*** Records supplied Section Begins ***
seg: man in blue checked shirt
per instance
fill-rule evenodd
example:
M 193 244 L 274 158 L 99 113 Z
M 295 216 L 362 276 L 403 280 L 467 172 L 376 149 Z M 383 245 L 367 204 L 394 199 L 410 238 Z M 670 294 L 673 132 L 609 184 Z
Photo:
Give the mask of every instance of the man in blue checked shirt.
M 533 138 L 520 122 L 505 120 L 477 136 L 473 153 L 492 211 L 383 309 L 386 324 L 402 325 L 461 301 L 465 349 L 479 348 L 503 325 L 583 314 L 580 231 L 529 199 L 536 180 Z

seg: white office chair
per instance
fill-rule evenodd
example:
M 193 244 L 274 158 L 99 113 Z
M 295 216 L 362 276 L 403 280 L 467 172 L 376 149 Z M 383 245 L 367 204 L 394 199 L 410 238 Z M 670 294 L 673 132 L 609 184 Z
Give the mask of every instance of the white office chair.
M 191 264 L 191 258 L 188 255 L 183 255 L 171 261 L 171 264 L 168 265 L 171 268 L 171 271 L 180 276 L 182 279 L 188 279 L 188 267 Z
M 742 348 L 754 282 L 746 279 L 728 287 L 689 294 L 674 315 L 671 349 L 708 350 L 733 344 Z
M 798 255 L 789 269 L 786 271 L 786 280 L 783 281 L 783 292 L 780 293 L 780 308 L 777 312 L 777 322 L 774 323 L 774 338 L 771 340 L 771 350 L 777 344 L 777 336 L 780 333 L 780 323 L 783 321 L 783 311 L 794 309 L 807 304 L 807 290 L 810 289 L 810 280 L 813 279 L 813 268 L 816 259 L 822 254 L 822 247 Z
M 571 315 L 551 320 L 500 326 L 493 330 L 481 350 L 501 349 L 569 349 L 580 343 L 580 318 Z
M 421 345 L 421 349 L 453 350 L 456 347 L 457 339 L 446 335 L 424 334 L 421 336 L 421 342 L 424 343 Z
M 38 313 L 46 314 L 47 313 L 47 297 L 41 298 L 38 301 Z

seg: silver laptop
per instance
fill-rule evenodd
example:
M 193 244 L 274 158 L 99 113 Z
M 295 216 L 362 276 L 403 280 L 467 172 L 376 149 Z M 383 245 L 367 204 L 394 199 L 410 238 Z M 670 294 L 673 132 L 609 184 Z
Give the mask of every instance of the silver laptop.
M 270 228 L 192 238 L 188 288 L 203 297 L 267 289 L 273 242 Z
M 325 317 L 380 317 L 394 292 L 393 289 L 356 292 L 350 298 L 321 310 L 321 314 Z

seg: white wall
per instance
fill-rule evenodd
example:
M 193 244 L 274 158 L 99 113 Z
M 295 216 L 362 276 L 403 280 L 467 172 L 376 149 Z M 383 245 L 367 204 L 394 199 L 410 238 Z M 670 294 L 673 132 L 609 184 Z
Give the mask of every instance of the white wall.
*** Records supplied Section Ends ***
Reproduce the data verbatim, line for line.

seg: man in blue checked shirt
per instance
fill-rule evenodd
example:
M 193 244 L 274 158 L 99 113 Z
M 295 216 L 362 276 L 403 280 L 467 172 L 376 149 Z M 383 245 L 367 204 L 394 199 L 410 238 Z M 670 294 L 673 132 L 609 184 Z
Photo:
Give the mask of every instance of the man in blue checked shirt.
M 533 138 L 520 122 L 505 120 L 477 136 L 473 153 L 492 211 L 383 309 L 386 324 L 402 325 L 461 301 L 465 349 L 479 348 L 503 325 L 583 314 L 580 231 L 529 199 L 536 180 Z

seg: white office chair
per instance
fill-rule evenodd
example:
M 193 244 L 274 158 L 99 113 Z
M 295 216 L 362 276 L 403 280 L 467 172 L 376 149 Z M 383 245 L 367 204 L 394 199 L 410 238 Z M 670 294 L 673 132 L 609 184 Z
Give the mask of every instance of the white office chair.
M 191 264 L 191 258 L 188 255 L 183 255 L 171 261 L 171 264 L 168 265 L 171 268 L 171 271 L 180 276 L 182 279 L 188 279 L 188 267 Z
M 742 348 L 754 282 L 746 279 L 728 287 L 689 294 L 674 315 L 671 349 L 708 350 L 733 344 Z
M 798 255 L 789 269 L 786 271 L 786 280 L 783 281 L 783 292 L 780 293 L 780 308 L 777 312 L 777 322 L 774 323 L 774 338 L 771 340 L 771 350 L 777 344 L 777 336 L 780 333 L 780 323 L 783 321 L 783 311 L 794 309 L 807 304 L 807 290 L 810 289 L 810 280 L 813 279 L 813 268 L 816 259 L 822 254 L 822 247 Z
M 571 315 L 551 320 L 500 326 L 493 330 L 481 350 L 501 349 L 569 349 L 580 343 L 580 318 Z
M 421 345 L 421 349 L 453 350 L 456 347 L 457 339 L 446 335 L 424 334 L 421 336 L 421 342 L 424 343 Z
M 38 313 L 46 314 L 47 313 L 47 297 L 41 298 L 38 301 Z

seg: silver laptop
per instance
fill-rule evenodd
example:
M 193 244 L 274 158 L 99 113 Z
M 295 216 L 362 276 L 403 280 L 467 172 L 376 149 Z M 383 245 L 367 204 L 394 199 L 410 238 Z M 670 294 L 673 132 L 609 184 Z
Give the mask of every instance of the silver laptop.
M 270 228 L 192 238 L 188 288 L 203 297 L 267 289 L 273 242 Z
M 325 317 L 380 317 L 394 292 L 393 289 L 356 292 L 350 298 L 321 310 L 321 314 Z

seg: white wall
per instance
fill-rule evenodd
example:
M 193 244 L 274 158 L 99 113 Z
M 295 216 L 362 276 L 403 280 L 467 172 L 376 149 Z M 383 245 L 367 204 L 394 199 L 410 238 Z M 670 294 L 673 132 L 609 184 Z
Give the mask of every instance of the white wall.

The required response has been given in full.